____ Dataset excerpts
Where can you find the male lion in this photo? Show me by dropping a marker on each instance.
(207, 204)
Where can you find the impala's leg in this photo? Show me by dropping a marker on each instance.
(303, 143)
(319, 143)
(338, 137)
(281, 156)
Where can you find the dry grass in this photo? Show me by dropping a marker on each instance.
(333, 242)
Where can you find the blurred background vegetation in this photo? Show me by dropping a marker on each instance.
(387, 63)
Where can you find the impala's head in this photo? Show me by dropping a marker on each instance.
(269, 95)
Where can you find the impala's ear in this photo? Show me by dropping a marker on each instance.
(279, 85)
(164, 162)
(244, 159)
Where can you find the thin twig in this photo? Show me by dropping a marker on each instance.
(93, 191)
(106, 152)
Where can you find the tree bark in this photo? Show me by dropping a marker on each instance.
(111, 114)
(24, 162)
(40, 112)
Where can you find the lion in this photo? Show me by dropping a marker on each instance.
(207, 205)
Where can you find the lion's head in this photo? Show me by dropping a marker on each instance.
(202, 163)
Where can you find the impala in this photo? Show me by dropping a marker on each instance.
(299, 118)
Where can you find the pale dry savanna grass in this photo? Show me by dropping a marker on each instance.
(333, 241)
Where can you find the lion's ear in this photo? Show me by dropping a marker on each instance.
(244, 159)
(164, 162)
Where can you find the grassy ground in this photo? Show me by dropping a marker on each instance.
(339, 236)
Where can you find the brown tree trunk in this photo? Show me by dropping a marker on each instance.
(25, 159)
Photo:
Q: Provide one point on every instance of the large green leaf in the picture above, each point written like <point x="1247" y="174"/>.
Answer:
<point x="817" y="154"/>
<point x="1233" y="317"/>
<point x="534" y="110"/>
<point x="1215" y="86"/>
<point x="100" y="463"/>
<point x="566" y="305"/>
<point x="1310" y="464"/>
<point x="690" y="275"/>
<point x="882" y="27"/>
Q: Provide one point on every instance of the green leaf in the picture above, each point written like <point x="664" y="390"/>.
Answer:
________
■ What is needed: Only the lines from the one containing "Q: Provide one point on every instance of the green" through the end of the material should be reproduced, exactly, with both ends included.

■ Task output:
Q: Provide one point on every instance of the green leaf in the picture above, each point written like <point x="664" y="390"/>.
Answer:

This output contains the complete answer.